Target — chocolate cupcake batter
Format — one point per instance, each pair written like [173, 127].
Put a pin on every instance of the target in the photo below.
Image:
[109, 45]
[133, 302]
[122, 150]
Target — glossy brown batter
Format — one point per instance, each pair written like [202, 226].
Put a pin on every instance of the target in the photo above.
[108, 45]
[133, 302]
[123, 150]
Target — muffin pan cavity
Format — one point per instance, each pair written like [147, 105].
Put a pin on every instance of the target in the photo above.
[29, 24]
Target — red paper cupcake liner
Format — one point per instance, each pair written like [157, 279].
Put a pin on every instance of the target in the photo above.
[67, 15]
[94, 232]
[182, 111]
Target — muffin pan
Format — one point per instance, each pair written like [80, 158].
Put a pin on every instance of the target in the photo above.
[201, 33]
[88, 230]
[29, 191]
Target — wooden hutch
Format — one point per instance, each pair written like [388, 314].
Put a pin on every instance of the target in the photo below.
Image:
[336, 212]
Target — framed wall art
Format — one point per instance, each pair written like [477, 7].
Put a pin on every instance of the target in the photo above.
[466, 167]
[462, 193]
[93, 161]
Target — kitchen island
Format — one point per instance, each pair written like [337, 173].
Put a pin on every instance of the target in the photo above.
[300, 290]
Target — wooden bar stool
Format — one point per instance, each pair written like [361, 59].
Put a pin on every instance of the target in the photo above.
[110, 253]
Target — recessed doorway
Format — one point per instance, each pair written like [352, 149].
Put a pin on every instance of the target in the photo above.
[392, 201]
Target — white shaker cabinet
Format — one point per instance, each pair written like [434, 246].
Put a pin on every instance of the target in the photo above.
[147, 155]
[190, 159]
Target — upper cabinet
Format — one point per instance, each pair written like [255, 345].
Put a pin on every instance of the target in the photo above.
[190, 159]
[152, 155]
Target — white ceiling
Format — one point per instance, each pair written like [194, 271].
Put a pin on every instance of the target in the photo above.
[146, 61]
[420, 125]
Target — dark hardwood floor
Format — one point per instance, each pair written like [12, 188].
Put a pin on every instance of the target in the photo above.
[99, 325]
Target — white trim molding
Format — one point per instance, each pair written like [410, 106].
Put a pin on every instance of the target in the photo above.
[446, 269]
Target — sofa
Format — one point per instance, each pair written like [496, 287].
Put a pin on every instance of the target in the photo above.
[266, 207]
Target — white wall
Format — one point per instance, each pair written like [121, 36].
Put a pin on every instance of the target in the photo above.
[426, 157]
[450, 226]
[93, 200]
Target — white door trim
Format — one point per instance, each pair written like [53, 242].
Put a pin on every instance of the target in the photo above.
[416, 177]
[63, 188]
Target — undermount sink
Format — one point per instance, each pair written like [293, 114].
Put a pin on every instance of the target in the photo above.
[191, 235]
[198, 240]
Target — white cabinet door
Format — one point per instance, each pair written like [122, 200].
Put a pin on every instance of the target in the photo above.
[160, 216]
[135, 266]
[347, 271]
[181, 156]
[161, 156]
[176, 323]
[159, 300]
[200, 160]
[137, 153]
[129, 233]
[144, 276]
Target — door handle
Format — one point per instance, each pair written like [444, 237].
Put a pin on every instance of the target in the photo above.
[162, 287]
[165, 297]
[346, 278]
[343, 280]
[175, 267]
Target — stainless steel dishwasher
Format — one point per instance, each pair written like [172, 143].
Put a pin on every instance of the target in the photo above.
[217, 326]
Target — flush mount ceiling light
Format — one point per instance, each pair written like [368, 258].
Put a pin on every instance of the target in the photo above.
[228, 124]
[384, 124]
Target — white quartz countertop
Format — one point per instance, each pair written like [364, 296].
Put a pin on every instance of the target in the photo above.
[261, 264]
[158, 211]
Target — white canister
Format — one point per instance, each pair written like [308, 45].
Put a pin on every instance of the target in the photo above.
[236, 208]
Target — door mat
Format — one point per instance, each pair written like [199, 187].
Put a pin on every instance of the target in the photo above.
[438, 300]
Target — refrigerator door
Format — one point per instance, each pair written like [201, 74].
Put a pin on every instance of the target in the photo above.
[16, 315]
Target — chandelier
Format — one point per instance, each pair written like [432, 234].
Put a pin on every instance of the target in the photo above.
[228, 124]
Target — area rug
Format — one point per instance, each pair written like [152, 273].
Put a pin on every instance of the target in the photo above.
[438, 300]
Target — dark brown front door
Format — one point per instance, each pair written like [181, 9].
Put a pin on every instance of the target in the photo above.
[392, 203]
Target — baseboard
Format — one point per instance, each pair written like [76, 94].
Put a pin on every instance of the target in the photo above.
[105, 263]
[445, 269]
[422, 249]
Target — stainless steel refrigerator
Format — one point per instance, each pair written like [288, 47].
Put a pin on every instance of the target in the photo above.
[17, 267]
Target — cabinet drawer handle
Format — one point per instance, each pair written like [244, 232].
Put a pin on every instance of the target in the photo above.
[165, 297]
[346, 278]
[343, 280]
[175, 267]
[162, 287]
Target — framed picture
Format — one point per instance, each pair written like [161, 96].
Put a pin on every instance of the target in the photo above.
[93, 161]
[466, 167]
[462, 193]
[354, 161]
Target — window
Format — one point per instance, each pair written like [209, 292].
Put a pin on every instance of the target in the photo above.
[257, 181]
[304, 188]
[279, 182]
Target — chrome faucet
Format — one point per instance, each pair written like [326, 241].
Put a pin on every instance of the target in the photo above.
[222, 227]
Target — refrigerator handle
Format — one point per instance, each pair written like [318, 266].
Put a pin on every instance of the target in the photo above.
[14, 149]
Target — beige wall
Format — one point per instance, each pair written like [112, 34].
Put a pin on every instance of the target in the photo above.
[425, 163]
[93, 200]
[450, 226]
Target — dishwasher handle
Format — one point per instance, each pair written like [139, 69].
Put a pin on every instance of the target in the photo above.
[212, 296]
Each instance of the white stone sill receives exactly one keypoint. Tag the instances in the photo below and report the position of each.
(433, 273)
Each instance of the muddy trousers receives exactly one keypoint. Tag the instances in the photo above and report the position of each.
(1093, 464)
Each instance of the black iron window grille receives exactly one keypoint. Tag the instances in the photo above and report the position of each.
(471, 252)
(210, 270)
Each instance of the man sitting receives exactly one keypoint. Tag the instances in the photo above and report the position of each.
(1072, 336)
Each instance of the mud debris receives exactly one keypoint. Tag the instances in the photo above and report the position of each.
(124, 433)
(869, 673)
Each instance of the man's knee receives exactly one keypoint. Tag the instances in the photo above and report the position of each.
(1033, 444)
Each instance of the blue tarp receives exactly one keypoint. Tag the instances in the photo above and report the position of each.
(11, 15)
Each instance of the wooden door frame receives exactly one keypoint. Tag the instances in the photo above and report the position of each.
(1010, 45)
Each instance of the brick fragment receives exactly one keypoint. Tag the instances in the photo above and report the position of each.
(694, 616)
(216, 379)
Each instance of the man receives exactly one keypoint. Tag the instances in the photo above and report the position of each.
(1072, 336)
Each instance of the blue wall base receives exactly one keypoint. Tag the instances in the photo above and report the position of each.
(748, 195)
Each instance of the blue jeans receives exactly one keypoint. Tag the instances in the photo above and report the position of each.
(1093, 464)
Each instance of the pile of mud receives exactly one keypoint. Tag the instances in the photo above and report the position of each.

= Exercise =
Give the lines from the one containing "Each instance of the man's" through the end of the entries again, exactly as written and with no other lines.

= Written reply =
Each instance of the man's knee receives exactly one keypoint. Tag the instances in the photo above and report the position of each.
(1033, 444)
Each instance of the blue tarp receives exactly one keypoint. Tag the instances in the photo above and report the position of each.
(11, 15)
Each instance of the wooden door frame receives exactly one keypoint. Tag the instances in the photo above and report the position of each.
(1010, 45)
Each instance of the brick fragment receives exactly one keypoint. Tag the instances in the photo above and report the position of each.
(694, 616)
(216, 379)
Each instance of the man receives exactly one keypoint. Tag the instances in the photo above and report the position of each.
(1072, 336)
Each instance of the blue wall base receives exactly one keypoint. Tag the instances in the photo above and report the position of each.
(748, 195)
Each instance of the blue jeans receives exactly one keypoint. Tag the instances in the photo above and report the position of each.
(1093, 464)
Each instance of the pile of mud receives exactly one keypoint. Tag the instances in the photo above and report the position of each.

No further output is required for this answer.